*Work required:* Reproduce every one of the items below word for word, leaving the pictures out of your answer.

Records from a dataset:
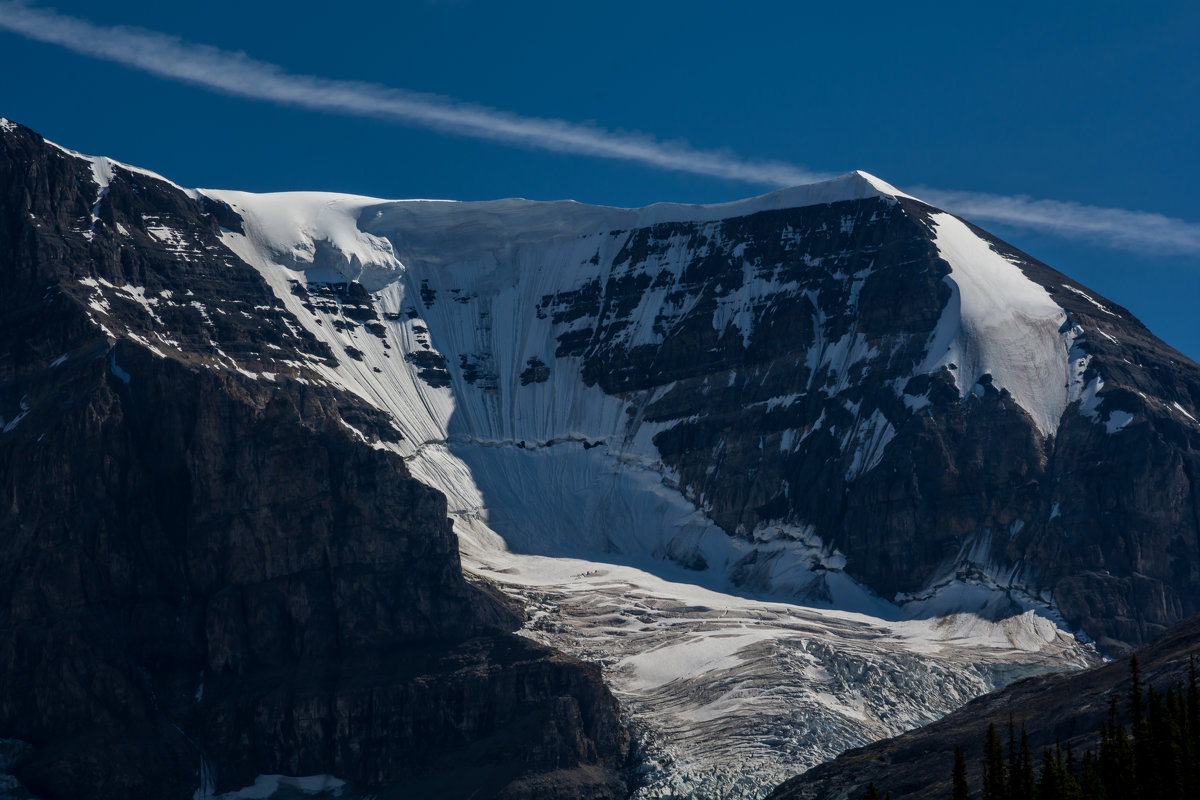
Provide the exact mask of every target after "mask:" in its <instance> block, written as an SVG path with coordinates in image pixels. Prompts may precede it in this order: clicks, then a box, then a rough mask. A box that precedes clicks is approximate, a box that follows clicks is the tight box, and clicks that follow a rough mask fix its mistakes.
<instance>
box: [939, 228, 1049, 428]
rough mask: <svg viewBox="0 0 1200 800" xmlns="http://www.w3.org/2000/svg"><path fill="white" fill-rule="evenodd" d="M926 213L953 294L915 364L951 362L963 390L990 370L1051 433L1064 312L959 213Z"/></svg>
mask: <svg viewBox="0 0 1200 800" xmlns="http://www.w3.org/2000/svg"><path fill="white" fill-rule="evenodd" d="M932 219H934V225H935V230H936V235H935V243H936V246H937V249H938V252H940V253H941V255H942V258H944V259H946V260H947V261H948V263H949V265H950V275H949V276H948V277H947V278H946V281H947V283H949V284H950V288H952V290H953V295H952V297H950V301H949V303H948V306H947V308H946V311H944V312H943V314H942V320H941V321H940V323H938V326H937V330H936V331H935V332H934V336H932V339H931V343H930V345H929V359H928V360H926V361H925V363H924V365H922V372H935V371H936V369H938V368H941V367H949V366H950V365H953V367H952V371H953V374H954V377H955V380H956V383H958V386H959V391H960V392H961V393H962V396H964V397H965V396H967V395H970V393H971V390H972V389H973V387H974V385H976V384H977V383H978V381H979V379H980V378H982V377H983V375H985V374H990V375H991V377H992V380H994V384H995V385H996V387H997V389H1001V387H1002V389H1007V390H1008V391H1009V392H1010V393H1012V396H1013V399H1015V401H1016V403H1018V404H1019V405H1020V407H1021V408H1024V409H1025V410H1026V411H1028V413H1030V416H1032V417H1033V421H1034V423H1037V426H1038V429H1039V431H1040V432H1042V433H1043V435H1050V434H1054V433H1055V431H1057V429H1058V421H1060V419H1061V417H1062V414H1063V411H1064V410H1066V408H1067V393H1068V390H1067V383H1068V381H1067V377H1068V363H1067V351H1068V349H1069V347H1068V345H1067V344H1066V343H1064V339H1063V337H1062V336H1061V335H1060V332H1058V331H1060V329H1061V327H1062V324H1063V323H1064V321H1066V320H1067V313H1066V312H1064V311H1063V309H1062V308H1061V307H1058V305H1057V303H1055V302H1054V300H1051V299H1050V295H1049V294H1048V293H1046V290H1045V289H1043V288H1042V287H1040V285H1038V284H1037V283H1034V282H1033V281H1030V279H1028V278H1027V277H1025V275H1024V273H1022V272H1021V270H1020V267H1018V266H1016V265H1015V264H1013V263H1012V261H1009V260H1008V259H1006V258H1004V257H1003V255H1001V254H1000V253H997V252H996V251H994V249H992V248H991V247H990V246H989V245H988V242H986V241H984V240H983V239H979V236H977V235H976V234H974V233H972V231H971V229H970V228H967V227H966V224H964V223H962V221H961V219H958V218H956V217H953V216H950V215H948V213H937V215H934V217H932Z"/></svg>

*Solution:*
Provide the exact mask of every target after "mask:" in its <instance> block, written as an SVG path with coordinates in image pixels. Prompts may precede it in this order: clicks, then a box, then a rough mask. A box that precedes clicks is approximate, a box that follows clicks is the tight box, and clicks that follow a rough mask fix its mistakes.
<instance>
box: [939, 228, 1049, 428]
rough mask: <svg viewBox="0 0 1200 800" xmlns="http://www.w3.org/2000/svg"><path fill="white" fill-rule="evenodd" d="M926 213L953 294L915 364L951 362L963 390L990 370L1051 433L1064 312L959 213Z"/></svg>
mask: <svg viewBox="0 0 1200 800" xmlns="http://www.w3.org/2000/svg"><path fill="white" fill-rule="evenodd" d="M932 219H934V225H935V230H936V235H935V243H936V246H937V249H938V252H940V253H941V255H942V258H944V259H946V260H947V261H948V263H949V265H950V275H949V276H948V277H947V278H946V281H947V283H949V284H950V288H952V290H953V295H952V297H950V301H949V303H948V306H947V308H946V311H944V312H943V314H942V320H941V321H940V323H938V326H937V330H936V331H935V332H934V336H932V339H931V343H930V345H929V359H928V360H926V361H925V363H924V365H922V372H935V371H936V369H938V368H941V367H949V366H950V365H953V367H952V371H953V374H954V377H955V380H956V383H958V386H959V391H960V392H961V393H962V396H964V397H965V396H967V395H970V393H971V390H972V389H973V387H974V385H976V384H977V383H978V381H979V379H980V378H982V377H983V375H985V374H990V375H991V377H992V380H994V384H995V385H996V387H997V389H1001V387H1002V389H1007V390H1008V391H1009V392H1010V393H1012V396H1013V399H1015V401H1016V403H1018V404H1019V405H1020V407H1021V408H1024V409H1025V410H1026V411H1028V413H1030V416H1032V417H1033V421H1034V423H1037V426H1038V429H1039V431H1040V432H1042V433H1043V435H1050V434H1054V433H1055V431H1057V429H1058V421H1060V419H1061V417H1062V414H1063V411H1064V410H1066V408H1067V393H1068V390H1067V383H1068V381H1067V377H1068V363H1067V351H1068V349H1069V347H1068V345H1067V344H1066V343H1064V339H1063V337H1062V336H1061V335H1060V332H1058V331H1060V329H1061V327H1062V324H1063V323H1064V321H1066V320H1067V313H1066V312H1064V311H1063V309H1062V308H1061V307H1058V305H1057V303H1055V302H1054V300H1051V299H1050V295H1049V294H1048V293H1046V290H1045V289H1043V288H1042V287H1040V285H1038V284H1037V283H1034V282H1033V281H1030V279H1028V278H1027V277H1025V275H1024V273H1022V272H1021V270H1020V267H1018V266H1016V265H1015V264H1013V263H1012V261H1009V260H1008V259H1006V258H1004V257H1003V255H1001V254H1000V253H997V252H996V251H994V249H992V248H991V247H990V246H989V245H988V242H986V241H984V240H983V239H979V236H977V235H976V234H974V233H972V231H971V229H970V228H967V227H966V224H964V223H962V221H961V219H958V218H956V217H953V216H950V215H948V213H937V215H934V217H932Z"/></svg>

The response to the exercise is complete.